══ Data for this task
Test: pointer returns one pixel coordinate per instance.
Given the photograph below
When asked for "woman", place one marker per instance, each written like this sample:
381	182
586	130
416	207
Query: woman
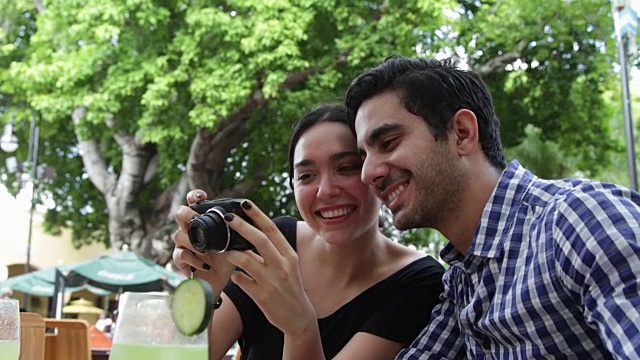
════
→ Problem to solve: Can you rewrite the rows above with "instance" changed to "occurrence" everywhere and nothing else altered? Omit the pictures from your output.

→ Answer to this exercise:
Test: pointer returns one pixel coordinate per occurrence.
Given the photograph below
When asked for "woman", place one marker per occurrence, each written like this sample:
381	182
586	130
416	207
Query: woman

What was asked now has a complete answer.